__Aim of the exercise__
Your answer must be the exact lines from the one holding "negative clicks: (677, 53)" through the final line of the records below, both included, and nothing more.

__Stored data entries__
╔══
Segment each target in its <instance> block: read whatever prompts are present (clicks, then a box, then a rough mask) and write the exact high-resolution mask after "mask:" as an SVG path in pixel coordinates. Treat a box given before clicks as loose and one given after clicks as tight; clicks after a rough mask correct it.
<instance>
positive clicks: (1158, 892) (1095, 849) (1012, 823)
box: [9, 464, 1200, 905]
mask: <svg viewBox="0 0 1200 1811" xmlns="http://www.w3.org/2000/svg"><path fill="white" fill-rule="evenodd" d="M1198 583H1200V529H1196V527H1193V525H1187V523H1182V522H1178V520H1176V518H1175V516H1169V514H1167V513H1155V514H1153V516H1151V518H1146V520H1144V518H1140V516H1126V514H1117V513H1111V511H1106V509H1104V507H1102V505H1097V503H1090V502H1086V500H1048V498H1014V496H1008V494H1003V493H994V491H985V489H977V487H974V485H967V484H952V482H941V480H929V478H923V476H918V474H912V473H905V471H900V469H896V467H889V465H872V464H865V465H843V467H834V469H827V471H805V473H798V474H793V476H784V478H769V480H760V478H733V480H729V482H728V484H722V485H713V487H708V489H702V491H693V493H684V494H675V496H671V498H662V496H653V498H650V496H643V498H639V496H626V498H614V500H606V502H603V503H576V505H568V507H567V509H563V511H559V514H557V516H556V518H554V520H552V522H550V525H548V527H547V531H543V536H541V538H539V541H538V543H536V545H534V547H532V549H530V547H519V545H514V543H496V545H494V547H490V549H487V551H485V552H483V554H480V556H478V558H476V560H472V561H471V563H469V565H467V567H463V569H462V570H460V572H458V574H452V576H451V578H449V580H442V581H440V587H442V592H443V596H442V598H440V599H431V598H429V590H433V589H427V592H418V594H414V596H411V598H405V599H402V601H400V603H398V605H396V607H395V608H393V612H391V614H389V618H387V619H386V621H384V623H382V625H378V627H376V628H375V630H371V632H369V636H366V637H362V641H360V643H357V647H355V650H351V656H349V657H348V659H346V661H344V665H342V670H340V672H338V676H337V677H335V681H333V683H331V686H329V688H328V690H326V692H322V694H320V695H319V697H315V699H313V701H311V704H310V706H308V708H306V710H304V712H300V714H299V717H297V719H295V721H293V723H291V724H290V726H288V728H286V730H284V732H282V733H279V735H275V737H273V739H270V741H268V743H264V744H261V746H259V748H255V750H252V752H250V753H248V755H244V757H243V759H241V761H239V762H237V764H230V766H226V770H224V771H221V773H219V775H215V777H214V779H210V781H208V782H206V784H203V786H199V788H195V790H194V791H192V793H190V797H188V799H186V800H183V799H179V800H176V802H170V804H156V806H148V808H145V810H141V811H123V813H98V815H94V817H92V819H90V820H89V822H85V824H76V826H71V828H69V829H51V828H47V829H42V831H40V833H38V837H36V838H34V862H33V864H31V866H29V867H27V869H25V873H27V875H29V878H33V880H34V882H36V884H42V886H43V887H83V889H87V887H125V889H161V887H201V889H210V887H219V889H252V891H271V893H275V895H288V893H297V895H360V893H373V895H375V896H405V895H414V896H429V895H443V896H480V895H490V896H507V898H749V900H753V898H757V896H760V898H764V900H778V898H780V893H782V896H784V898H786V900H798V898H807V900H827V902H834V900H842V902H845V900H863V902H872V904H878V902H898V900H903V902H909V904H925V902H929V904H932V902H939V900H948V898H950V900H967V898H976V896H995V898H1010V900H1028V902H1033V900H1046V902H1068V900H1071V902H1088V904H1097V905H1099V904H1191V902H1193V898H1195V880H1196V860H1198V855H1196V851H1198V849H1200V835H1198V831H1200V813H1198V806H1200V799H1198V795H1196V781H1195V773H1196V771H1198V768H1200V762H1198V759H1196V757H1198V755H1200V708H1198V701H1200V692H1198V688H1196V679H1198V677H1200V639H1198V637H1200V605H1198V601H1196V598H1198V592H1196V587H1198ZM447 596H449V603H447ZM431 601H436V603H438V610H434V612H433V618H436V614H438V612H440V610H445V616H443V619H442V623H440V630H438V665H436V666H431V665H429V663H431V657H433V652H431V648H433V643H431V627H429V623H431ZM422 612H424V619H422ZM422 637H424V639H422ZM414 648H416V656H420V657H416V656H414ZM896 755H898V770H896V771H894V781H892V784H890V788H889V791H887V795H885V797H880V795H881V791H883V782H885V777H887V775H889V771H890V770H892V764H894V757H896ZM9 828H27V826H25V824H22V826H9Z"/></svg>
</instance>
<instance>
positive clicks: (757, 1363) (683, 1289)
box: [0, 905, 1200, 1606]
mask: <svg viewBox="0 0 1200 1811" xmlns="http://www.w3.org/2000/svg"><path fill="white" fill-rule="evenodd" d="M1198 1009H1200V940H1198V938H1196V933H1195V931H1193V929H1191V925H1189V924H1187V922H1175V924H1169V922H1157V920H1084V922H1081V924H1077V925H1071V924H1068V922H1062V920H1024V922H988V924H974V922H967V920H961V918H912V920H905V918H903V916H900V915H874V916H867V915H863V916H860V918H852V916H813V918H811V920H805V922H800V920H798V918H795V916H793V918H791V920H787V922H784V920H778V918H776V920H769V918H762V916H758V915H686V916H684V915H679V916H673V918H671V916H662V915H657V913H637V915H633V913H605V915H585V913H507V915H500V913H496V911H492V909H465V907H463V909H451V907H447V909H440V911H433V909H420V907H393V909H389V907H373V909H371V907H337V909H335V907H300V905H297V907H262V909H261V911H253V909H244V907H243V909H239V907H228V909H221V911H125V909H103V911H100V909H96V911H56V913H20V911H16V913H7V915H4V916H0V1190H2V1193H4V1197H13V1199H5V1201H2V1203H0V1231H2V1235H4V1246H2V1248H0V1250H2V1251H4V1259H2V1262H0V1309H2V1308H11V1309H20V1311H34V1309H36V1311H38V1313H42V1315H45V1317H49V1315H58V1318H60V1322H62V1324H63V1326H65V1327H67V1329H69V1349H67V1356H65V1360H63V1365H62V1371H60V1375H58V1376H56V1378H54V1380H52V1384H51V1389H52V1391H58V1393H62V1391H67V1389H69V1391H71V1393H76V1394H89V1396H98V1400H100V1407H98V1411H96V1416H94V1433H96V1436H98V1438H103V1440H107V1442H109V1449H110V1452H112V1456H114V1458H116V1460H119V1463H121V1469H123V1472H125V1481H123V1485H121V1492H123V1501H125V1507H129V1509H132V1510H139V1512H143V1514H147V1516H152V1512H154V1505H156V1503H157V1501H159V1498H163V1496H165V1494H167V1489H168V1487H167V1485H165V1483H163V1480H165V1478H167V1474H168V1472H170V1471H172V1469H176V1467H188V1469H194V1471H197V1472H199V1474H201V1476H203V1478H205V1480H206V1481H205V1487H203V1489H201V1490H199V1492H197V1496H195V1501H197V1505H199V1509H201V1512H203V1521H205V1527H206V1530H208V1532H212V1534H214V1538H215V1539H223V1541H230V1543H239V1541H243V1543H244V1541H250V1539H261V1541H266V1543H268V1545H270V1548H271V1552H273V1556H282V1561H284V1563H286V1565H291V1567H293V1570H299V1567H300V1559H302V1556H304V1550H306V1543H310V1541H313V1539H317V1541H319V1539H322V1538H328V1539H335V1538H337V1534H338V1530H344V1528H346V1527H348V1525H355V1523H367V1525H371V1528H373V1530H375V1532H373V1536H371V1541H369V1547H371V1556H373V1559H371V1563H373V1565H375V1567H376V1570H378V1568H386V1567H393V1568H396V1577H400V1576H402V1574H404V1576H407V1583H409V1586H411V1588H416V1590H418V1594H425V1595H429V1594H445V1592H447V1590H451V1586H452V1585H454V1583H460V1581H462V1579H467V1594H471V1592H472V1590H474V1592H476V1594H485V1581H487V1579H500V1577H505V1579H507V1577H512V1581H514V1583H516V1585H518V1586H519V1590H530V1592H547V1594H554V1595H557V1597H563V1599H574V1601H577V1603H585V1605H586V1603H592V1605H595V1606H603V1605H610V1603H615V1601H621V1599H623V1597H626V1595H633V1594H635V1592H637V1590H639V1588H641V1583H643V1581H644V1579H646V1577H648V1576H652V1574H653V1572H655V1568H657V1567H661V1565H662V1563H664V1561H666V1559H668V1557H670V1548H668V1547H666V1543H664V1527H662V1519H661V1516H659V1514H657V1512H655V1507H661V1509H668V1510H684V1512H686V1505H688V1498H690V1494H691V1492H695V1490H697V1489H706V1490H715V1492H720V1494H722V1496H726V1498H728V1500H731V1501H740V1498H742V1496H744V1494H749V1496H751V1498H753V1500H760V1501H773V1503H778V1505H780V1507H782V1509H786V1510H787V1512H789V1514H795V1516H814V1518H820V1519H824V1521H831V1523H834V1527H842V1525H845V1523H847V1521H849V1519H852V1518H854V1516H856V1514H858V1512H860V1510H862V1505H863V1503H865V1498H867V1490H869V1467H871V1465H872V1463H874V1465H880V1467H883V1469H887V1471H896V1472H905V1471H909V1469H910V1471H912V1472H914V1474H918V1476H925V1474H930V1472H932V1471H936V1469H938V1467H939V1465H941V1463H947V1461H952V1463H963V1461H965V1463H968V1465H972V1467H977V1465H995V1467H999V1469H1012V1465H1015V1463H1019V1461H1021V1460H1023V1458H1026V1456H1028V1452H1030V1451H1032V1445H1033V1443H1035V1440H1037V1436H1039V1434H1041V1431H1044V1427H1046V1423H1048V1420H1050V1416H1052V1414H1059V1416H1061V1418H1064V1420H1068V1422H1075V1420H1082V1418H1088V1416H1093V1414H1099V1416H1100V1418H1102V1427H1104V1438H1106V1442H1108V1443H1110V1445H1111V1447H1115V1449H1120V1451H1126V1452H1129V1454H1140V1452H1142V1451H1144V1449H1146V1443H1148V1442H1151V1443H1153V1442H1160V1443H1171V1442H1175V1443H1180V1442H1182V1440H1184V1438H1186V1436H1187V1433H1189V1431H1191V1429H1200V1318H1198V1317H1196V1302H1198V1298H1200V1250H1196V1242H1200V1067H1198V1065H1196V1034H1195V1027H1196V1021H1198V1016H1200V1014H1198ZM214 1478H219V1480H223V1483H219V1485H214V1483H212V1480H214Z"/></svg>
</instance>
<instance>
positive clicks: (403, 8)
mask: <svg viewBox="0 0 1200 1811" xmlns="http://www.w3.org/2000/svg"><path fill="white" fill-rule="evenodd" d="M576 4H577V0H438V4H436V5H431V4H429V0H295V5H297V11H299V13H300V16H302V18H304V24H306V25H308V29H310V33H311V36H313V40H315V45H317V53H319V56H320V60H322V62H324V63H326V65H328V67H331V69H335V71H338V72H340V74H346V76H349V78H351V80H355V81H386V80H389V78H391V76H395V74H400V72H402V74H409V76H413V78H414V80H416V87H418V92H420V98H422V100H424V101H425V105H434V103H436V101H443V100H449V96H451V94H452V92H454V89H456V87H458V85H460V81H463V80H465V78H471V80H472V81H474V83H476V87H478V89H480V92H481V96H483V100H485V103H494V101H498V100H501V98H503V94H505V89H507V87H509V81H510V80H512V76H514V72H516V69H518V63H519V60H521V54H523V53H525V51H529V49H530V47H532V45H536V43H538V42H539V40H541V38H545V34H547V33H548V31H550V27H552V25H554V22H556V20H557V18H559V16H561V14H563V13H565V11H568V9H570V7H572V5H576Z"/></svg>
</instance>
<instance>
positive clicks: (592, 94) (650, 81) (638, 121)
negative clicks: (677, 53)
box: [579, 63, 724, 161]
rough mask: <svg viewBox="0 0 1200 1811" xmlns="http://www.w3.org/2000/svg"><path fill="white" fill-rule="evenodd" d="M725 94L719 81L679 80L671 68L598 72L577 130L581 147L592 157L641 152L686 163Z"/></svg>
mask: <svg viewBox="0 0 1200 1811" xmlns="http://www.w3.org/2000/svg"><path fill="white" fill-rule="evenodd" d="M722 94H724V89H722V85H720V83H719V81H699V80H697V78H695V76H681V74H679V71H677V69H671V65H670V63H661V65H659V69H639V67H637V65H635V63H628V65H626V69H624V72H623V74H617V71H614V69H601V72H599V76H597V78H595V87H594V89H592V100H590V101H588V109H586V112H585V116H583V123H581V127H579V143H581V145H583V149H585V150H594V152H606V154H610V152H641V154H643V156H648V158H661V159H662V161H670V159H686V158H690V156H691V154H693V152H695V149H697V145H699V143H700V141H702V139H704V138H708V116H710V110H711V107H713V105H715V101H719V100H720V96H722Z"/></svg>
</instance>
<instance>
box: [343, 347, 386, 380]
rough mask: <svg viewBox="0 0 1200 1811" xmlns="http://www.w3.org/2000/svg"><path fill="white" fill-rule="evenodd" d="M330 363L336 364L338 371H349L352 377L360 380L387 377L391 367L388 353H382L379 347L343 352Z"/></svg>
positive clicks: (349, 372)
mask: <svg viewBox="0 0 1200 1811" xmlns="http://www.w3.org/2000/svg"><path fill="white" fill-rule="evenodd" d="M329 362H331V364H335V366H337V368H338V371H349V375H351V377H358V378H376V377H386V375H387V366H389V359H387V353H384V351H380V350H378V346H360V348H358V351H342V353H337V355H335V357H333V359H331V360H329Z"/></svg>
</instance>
╚══
__Task response__
negative clicks: (677, 53)
box: [579, 63, 724, 161]
rough mask: <svg viewBox="0 0 1200 1811" xmlns="http://www.w3.org/2000/svg"><path fill="white" fill-rule="evenodd" d="M725 94L719 81L679 80L671 68L598 72L577 130L581 147L592 157L641 152L686 163Z"/></svg>
mask: <svg viewBox="0 0 1200 1811" xmlns="http://www.w3.org/2000/svg"><path fill="white" fill-rule="evenodd" d="M722 94H724V89H722V85H720V83H719V81H699V80H697V78H695V76H681V74H679V71H677V69H671V65H670V63H661V65H659V69H639V67H637V65H635V63H628V65H626V69H624V72H623V74H617V71H614V69H601V72H599V76H597V78H595V87H594V89H592V100H590V101H588V109H586V112H585V116H583V123H581V127H579V143H581V145H583V149H585V150H594V152H606V154H610V152H641V154H643V156H648V158H661V159H662V161H670V159H686V158H690V156H691V154H693V152H695V149H697V145H699V143H700V141H702V139H704V138H708V116H710V110H711V107H713V105H715V101H719V100H720V96H722Z"/></svg>
</instance>
<instance>
box: [343, 347, 386, 380]
rough mask: <svg viewBox="0 0 1200 1811" xmlns="http://www.w3.org/2000/svg"><path fill="white" fill-rule="evenodd" d="M330 363L336 364L338 371H349L352 377L360 380L387 377L391 367L388 353H382L379 347L343 352Z"/></svg>
positive clicks: (349, 372)
mask: <svg viewBox="0 0 1200 1811" xmlns="http://www.w3.org/2000/svg"><path fill="white" fill-rule="evenodd" d="M329 362H331V364H335V366H337V368H338V371H349V375H351V377H358V378H376V377H386V375H387V366H389V359H387V353H384V351H380V350H378V346H360V348H358V351H342V353H337V355H335V357H333V359H331V360H329Z"/></svg>
</instance>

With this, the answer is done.